##### Page extract #####

In [1]:
import pandas as pd
pd.options.display.max_colwidth = 100
pd.set_option('display.max_colwidth', None)

In [2]:
from tqdm import tqdm

In [3]:
import torch
from torch.utils.data import Dataset
from torch.utils.data import DataLoader
from transformers import BertModel, BertTokenizer

In [4]:
device = "cuda" if torch.cuda.is_available() else "cpu"
print(f"Using {device} device")

Using cuda device


# Natural langugage - load the data


In [3]:

df_train_final = pd.read_json("train_final.json")
df_val_final = pd.read_json("val_final.json")
df_test_final = pd.read_json("test_final.json")

In [11]:
# create a dataset with the dataframe

class CustomDataset(Dataset):

    def __init__(self, dataframe):

        self.context = dataframe.iloc[:,1]
        self.query = dataframe.iloc[:,0]
        self.labels = dataframe.iloc[:, 2]

        #self.x_train=torch.tensor(x,dtype=torch.float32)
        #self.y_train=torch.tensor(y,dtype=torch.float32)

    def __len__(self):
        return len(self.query)
  
    def __getitem__(self, idx):
        #print(self.query[idx], self.labels[idx])
        return self.context.iloc[idx], self.query.iloc[idx], self.labels.iloc[idx]

In [27]:
data_set_train = CustomDataset(df_train_final)
data_set_val = CustomDataset(df_val_final)
data_set_test = CustomDataset(df_test_final)

train_loader = DataLoader(data_set_train,batch_size=128,shuffle=False)
val_loader = DataLoader(data_set_val,batch_size=128,shuffle=False)
test_loader = DataLoader(data_set_test,batch_size=128,shuffle=False) 

# extract features

In [8]:
# load model 

tokenizer_bert = BertTokenizer.from_pretrained("bert-base-cased")
model_bert = BertModel.from_pretrained("bert-base-cased").to(device)
for param in model_bert.parameters():
    param.requires_grad = False

Some weights of the model checkpoint at bert-base-cased were not used when initializing BertModel: ['cls.predictions.transform.LayerNorm.weight', 'cls.predictions.transform.dense.bias', 'cls.seq_relationship.bias', 'cls.predictions.transform.LayerNorm.bias', 'cls.predictions.transform.dense.weight', 'cls.predictions.decoder.weight', 'cls.seq_relationship.weight', 'cls.predictions.bias']
- This IS expected if you are initializing BertModel from the checkpoint of a model trained on another task or with another architecture (e.g. initializing a BertForSequenceClassification model from a BertForPreTraining model).

#####

Directive 1
Return every line of the records below that contains the string "Scans", matching case exactly.

##### Records shown #####

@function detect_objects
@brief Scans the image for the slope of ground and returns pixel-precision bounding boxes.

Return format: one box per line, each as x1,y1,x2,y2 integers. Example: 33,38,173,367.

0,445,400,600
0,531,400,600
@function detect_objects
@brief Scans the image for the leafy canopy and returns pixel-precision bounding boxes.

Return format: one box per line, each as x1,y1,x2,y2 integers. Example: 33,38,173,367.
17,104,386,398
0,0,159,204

#####

Directive 2
Extend the BERT feature-extraction notebook above, picking up right after its final line of output.

Task result 1
@brief Scans the image for the slope of ground and returns pixel-precision bounding boxes.
@brief Scans the image for the leafy canopy and returns pixel-precision bounding boxes.

Task result 2
- This IS NOT expected if you are initializing BertModel from the checkpoint of a model that you expect to be exactly identical (initializing a BertForSequenceClassification model from a BertForSequenceClassification model).


In [20]:
def get_rep(r, is_context):
    r_inputs  = tokenizer_bert(r, return_tensors="pt", truncation=True, padding=True).to(device)
    r_op = model_bert(**r_inputs)
    if is_context:
        #CLS token
        token_id = 0
    else:
        # query token
        token_id = 1
    
    representation = r_op.last_hidden_state[:,token_id,:]
    
    return representation

In [21]:
def get_all_reps(data_loader):
    query_reps = []
    context_reps = []

    for c, q, labels in tqdm(data_loader):

        context_reps.append(get_rep(c, is_context=True).cpu())
        query_reps.append(get_rep(q, is_context=False).cpu())
    query_reps = torch.vstack(query_reps)
    context_reps = torch.vstack(context_reps)
    return context_reps, query_reps


In [28]:
train_context_reps, train_query_reps = get_all_reps(train_loader)

100%|███████████████████████████████████████████████████████████████████████████████████████████████████████████████████████████████████████████████████████████████████| 553/553 [08:03<00:00,  1.14it/s]


In [29]:
val_context_reps, val_query_reps = get_all_reps(val_loader)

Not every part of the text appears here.